** start of Excerpt to read **

Note that Mozilla's "Project DeepSpeech" is just a training and recognition engine, and really an implementation of a specific design for LVCSR. A full recognition system requires statistical models, generally trained from very large sources of data, which you have to bring yourself.
Pretrained models are very nice to spin up a system and start using it. You need that because training the model is so hard. But, the pretrained models are by no means a good general model. They are trained with narrow params (like #/size of datasets), so the ability to generalize is very low. It's not uncommon to train a system like that to be 5% WER on Switchboard (think MS/IBM), then have that same system perform at 40% WER on other audio.
You're doing awesome (arduous) work. The text normalization is especially a total bear. I feel your pain. Limiting your text to one file is good in many ways because it allows you to scope down the amount of work needed to do a comparison (but it's a big systematic risk, but hey, there are only so many hours in the day).
Your previous blog post helps in understanding how much work needs to go into comparing speech services. It's super common to undervalue just how much processing a human is doing innately while listening to audio; hearing words, feeling out ideas, resolving ambiguities, etc. So, it's awesome to see deep work into it (besides the speech teams working on these problems like at Google, Baidu, Microsoft, Deepgram [btws I'm a founder of Deepgram]).
I wouldn't be so quick to say the differences in WER should be attributed to how 'modern' the system is. It's more about the areas they play in; what audio type they care about, what training datasets they use, what post processing they do, and language models they choose to apply. (Speed/TurnAroundTime gives you a much better indication of how modern a system is.)

** end of Excerpt to read **
** start of Given records **

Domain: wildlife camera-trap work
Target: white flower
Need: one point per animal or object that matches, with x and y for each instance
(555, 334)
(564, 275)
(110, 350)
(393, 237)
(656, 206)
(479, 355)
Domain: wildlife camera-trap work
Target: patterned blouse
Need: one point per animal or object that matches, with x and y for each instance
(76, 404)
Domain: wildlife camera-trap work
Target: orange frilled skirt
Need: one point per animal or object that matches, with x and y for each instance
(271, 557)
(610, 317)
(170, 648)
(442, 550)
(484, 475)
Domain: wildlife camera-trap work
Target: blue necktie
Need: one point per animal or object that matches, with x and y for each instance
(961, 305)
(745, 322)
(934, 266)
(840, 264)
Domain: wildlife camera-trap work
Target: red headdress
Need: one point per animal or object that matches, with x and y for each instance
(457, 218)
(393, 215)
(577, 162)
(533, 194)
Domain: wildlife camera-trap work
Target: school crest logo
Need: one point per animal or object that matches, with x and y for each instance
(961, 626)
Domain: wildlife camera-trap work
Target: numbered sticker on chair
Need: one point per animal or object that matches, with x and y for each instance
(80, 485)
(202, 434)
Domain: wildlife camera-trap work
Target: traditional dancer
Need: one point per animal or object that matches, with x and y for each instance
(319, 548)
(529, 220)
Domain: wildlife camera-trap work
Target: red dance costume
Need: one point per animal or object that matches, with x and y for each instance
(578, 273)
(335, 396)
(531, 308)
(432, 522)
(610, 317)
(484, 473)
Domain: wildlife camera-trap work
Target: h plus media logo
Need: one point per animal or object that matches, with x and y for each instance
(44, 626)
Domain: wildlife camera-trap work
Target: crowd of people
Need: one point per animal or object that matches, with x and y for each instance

** end of Given records **

Given instruction 1
Rewrite the paragraph of the comment on speech recognition that begins "Pretrained models are very nice" as a short bulleted list that keeps its main facts.
Given instruction 2
Switch "wildlife camera-trap work" to "event photography" throughout the listing, and write the whole listing out again with nothing else changed.
The listing has no connection to the comment on speech recognition.

Written response 1
- Pretrained models make it easy to get a system running, which matters because training a model is so hard.
- They are not good general models. They are trained with narrow parameters, such as the number and size of datasets, so they generalize poorly.
- A system trained to 5% WER on Switchboard can perform at 40% WER on other audio.

Written response 2
Domain: event photography
Target: white flower
Need: one point per animal or object that matches, with x and y for each instance
(555, 334)
(564, 275)
(110, 350)
(393, 237)
(656, 206)
(479, 355)
Domain: event photography
Target: patterned blouse
Need: one point per animal or object that matches, with x and y for each instance
(76, 404)
Domain: event photography
Target: orange frilled skirt
Need: one point per animal or object that matches, with x and y for each instance
(271, 557)
(610, 317)
(170, 648)
(442, 550)
(484, 475)
Domain: event photography
Target: blue necktie
Need: one point per animal or object that matches, with x and y for each instance
(961, 305)
(745, 322)
(934, 266)
(840, 264)
Domain: event photography
Target: red headdress
Need: one point per animal or object that matches, with x and y for each instance
(457, 218)
(393, 215)
(577, 162)
(533, 194)
Domain: event photography
Target: school crest logo
Need: one point per animal or object that matches, with x and y for each instance
(961, 626)
Domain: event photography
Target: numbered sticker on chair
Need: one point per animal or object that matches, with x and y for each instance
(80, 485)
(202, 434)
Domain: event photography
Target: traditional dancer
Need: one point per animal or object that matches, with x and y for each instance
(319, 548)
(529, 220)
Domain: event photography
Target: red dance costume
Need: one point per animal or object that matches, with x and y for each instance
(578, 273)
(335, 396)
(531, 308)
(432, 522)
(610, 317)
(484, 473)
Domain: event photography
Target: h plus media logo
Need: one point per animal or object that matches, with x and y for each instance
(44, 626)
Domain: event photography
Target: crowd of people
Need: one point per animal or object that matches, with x and y for each instance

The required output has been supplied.